What is needed is an exact repeat of the lines from the line containing "point_to MUST return one point per instance of the bicycle front" through the final line of the entries below, and nothing else.

═════ ENTRIES SUPPLIED

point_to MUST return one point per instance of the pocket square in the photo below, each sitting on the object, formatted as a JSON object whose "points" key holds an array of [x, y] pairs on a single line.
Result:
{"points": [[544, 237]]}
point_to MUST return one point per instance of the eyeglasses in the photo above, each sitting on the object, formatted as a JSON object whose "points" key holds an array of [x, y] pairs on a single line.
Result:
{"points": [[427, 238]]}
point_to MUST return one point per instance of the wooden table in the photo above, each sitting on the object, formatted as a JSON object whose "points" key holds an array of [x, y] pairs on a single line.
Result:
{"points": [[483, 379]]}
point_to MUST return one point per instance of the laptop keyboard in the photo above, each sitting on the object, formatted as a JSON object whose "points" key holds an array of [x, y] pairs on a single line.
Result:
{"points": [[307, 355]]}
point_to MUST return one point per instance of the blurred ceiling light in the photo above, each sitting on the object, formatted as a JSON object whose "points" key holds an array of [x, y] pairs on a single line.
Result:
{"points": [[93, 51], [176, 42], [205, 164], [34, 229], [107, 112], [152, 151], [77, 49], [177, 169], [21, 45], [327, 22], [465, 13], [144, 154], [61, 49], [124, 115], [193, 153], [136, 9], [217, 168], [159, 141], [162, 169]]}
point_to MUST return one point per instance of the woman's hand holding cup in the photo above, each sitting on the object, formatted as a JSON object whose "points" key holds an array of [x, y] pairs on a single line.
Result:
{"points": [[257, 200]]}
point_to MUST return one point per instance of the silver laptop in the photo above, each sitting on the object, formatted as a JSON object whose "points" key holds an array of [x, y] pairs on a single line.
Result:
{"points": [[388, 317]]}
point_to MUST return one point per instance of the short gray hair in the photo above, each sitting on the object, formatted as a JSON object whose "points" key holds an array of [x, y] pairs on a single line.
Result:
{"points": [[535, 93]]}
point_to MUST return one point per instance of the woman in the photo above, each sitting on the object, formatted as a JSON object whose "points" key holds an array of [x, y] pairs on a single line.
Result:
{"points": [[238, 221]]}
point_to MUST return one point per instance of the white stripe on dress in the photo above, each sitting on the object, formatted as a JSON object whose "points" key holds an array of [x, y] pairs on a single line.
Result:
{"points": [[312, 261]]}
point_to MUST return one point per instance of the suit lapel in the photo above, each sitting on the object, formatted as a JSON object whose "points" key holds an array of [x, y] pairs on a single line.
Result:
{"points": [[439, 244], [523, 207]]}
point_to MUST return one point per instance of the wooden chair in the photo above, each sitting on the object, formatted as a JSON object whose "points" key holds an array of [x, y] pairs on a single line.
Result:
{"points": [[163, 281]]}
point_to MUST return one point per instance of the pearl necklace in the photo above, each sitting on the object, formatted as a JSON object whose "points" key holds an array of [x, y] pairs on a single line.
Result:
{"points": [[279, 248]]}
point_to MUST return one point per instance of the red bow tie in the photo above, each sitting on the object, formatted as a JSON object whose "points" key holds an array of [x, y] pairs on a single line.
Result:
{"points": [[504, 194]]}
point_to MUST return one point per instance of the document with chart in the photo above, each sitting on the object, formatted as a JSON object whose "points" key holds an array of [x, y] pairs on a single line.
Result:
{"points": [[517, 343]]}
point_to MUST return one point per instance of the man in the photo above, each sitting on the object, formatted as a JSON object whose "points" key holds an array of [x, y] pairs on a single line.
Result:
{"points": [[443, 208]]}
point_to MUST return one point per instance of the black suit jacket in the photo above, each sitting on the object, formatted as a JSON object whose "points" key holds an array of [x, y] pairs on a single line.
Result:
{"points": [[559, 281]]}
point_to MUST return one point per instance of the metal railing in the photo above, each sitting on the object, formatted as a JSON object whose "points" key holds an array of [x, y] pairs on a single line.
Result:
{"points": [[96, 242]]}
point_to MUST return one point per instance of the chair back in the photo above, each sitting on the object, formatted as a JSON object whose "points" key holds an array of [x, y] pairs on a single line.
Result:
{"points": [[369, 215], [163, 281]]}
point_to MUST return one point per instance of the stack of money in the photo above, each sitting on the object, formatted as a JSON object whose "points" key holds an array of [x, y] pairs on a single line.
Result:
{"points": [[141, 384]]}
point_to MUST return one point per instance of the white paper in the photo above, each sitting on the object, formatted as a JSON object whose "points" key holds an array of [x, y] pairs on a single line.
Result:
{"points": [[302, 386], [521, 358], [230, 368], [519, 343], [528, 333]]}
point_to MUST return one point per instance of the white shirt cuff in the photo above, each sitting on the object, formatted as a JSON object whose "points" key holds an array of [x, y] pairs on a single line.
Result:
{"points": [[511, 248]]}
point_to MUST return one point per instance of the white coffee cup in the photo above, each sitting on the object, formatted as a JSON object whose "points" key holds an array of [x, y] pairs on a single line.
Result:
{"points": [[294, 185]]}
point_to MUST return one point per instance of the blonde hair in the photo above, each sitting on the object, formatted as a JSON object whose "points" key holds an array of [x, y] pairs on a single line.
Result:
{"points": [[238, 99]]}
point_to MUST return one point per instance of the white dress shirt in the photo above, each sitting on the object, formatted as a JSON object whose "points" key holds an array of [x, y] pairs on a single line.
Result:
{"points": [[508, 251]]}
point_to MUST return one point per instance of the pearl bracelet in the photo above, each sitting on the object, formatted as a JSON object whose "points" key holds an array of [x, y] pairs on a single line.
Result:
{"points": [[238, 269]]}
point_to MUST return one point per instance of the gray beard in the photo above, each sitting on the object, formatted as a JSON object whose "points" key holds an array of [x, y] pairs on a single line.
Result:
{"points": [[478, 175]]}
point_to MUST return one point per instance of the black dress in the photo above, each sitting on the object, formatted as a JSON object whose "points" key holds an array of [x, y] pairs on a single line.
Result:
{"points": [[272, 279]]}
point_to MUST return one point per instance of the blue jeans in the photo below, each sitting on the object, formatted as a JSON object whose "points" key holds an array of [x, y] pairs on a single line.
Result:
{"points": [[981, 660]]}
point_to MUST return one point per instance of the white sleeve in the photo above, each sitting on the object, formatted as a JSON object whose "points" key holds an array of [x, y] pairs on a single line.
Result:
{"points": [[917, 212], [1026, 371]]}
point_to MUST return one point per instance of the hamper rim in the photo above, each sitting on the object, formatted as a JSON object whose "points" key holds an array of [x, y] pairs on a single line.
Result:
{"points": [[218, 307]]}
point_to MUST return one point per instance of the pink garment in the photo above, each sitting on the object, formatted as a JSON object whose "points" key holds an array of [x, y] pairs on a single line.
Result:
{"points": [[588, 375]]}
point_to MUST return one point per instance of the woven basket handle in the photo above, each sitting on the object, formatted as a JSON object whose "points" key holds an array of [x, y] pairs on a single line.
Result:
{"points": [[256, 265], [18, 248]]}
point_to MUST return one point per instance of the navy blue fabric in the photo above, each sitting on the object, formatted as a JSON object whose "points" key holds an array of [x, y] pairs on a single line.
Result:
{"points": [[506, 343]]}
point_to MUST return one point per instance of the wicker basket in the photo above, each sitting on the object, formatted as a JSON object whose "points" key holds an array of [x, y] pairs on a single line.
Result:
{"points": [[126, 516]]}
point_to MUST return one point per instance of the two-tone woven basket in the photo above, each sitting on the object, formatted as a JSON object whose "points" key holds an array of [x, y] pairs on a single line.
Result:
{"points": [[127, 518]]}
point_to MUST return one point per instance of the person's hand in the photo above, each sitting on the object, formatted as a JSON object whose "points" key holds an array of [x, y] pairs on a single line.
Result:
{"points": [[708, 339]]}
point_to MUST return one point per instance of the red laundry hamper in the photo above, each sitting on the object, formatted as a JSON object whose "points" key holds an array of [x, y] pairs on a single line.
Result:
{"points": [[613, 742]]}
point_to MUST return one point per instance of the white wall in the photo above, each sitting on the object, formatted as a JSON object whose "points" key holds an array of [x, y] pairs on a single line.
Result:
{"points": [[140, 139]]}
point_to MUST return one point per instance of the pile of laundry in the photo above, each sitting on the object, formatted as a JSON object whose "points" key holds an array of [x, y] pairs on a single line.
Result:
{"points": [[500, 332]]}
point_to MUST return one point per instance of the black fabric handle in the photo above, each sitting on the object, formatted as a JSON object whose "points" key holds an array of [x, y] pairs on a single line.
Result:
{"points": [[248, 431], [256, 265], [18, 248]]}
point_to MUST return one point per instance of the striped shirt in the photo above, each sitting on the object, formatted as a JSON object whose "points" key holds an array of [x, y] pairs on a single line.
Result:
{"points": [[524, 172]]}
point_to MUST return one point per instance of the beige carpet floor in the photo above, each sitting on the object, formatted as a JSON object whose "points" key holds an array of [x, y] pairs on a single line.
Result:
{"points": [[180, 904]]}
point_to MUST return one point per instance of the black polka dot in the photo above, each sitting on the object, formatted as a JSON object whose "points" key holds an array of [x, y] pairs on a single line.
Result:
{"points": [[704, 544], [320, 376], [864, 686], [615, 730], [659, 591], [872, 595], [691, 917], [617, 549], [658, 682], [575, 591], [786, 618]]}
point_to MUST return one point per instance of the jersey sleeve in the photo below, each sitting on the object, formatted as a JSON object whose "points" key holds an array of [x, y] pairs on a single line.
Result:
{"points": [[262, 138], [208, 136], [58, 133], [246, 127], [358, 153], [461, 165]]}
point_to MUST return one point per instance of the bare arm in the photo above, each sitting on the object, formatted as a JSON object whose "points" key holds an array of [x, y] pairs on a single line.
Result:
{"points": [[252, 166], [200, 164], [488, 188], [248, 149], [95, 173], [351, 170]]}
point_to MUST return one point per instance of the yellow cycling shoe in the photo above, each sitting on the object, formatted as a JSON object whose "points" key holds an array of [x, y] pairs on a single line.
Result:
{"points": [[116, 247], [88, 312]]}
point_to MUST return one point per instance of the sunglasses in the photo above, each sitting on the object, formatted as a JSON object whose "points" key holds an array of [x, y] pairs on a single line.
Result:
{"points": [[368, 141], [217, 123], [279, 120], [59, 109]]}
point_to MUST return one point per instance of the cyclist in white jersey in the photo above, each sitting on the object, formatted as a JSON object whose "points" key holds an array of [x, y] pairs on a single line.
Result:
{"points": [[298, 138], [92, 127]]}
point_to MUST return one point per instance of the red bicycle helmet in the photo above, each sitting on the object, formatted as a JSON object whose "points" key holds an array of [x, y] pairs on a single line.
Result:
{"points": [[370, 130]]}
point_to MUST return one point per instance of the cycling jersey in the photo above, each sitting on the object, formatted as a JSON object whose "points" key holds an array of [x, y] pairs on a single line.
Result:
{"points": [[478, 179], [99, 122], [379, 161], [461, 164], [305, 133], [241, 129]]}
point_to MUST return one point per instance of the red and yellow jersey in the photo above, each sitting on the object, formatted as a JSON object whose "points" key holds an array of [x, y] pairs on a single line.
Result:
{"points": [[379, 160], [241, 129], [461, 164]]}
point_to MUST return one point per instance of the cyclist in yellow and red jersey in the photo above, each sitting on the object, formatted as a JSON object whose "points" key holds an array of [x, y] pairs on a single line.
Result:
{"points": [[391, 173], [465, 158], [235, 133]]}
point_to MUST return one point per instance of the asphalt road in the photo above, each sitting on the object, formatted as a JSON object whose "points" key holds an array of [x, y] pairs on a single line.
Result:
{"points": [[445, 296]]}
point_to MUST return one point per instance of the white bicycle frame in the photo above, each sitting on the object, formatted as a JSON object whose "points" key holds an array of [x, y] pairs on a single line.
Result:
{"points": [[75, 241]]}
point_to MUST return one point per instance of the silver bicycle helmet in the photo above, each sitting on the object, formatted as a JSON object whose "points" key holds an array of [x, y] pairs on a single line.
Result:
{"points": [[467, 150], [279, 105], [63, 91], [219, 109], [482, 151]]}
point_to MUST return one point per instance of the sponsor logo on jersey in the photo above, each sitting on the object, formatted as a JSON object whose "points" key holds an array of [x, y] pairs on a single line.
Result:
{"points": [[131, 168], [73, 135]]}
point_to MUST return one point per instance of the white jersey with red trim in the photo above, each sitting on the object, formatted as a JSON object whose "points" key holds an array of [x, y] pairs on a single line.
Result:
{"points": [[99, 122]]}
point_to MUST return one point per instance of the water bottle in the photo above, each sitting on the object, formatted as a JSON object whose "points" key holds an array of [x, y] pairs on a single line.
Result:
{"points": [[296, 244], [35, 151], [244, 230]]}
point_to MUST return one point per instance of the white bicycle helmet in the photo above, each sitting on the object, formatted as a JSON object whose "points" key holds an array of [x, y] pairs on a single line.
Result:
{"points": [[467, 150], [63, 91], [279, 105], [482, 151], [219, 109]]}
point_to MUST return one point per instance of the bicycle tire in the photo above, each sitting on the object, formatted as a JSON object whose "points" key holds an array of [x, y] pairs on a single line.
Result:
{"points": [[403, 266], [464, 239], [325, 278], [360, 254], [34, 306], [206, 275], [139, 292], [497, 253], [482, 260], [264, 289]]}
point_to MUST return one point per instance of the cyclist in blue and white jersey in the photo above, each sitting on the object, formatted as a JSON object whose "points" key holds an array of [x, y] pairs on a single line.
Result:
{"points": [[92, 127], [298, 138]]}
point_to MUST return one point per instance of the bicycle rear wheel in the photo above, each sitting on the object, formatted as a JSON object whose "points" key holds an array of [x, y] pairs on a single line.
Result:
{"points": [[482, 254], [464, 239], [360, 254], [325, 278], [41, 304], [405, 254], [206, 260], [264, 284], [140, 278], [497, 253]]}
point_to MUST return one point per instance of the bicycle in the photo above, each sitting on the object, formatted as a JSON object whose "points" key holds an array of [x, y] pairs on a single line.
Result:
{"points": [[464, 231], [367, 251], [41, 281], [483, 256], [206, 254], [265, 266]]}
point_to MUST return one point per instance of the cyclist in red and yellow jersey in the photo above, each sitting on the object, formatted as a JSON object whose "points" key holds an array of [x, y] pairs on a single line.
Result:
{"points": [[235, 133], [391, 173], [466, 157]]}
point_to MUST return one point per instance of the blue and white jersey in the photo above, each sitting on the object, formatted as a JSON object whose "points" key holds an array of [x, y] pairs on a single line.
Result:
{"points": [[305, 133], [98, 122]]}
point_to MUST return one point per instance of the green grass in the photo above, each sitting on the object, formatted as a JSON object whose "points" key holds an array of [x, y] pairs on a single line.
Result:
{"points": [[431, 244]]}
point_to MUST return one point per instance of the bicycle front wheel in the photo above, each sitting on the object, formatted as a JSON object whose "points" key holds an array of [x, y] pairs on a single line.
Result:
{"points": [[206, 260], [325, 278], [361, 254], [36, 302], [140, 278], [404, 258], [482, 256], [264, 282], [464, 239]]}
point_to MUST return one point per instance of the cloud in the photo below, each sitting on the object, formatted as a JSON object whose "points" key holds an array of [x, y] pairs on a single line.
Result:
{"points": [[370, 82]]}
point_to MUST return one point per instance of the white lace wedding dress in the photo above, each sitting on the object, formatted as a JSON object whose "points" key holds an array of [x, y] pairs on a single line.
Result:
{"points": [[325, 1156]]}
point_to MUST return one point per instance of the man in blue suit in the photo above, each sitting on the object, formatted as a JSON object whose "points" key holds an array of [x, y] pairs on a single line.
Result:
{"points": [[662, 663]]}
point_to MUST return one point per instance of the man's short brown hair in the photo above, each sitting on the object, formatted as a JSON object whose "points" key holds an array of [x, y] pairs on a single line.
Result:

══════════

**COMPLETE ANSWER:**
point_to MUST return one point per instance of the bicycle front wheel in the photo above, each sitting on the object, formatted as a JSON object whose "points" key holds an array of [x, y] pairs on a single line.
Result:
{"points": [[206, 260], [325, 278], [361, 254], [36, 302], [140, 278], [404, 258], [482, 256], [264, 282], [464, 239]]}
point_to MUST return one point per instance of the cloud in the photo below, each sitting on the object, formatted as a JSON object whose "points" key holds an array of [x, y] pairs on a single line.
Result:
{"points": [[370, 82]]}
point_to MUST return one point per instance of the white lace wedding dress in the photo above, each sitting on the object, formatted as a JSON object whose "points" key holds an array of [x, y] pairs on a single line.
Result:
{"points": [[325, 1156]]}
point_to MUST return one point per instance of the man in blue suit in the photo above, each sitting on the object, formatted as a JSON object whose "points" key holds an array of [x, y] pairs on a single line.
Result:
{"points": [[662, 663]]}
point_to MUST return one point per instance of the man's short brown hair in the photo above, each sitting on the object, formatted as a JSON object whose "points" key holds an array of [x, y] pairs on a single line.
Result:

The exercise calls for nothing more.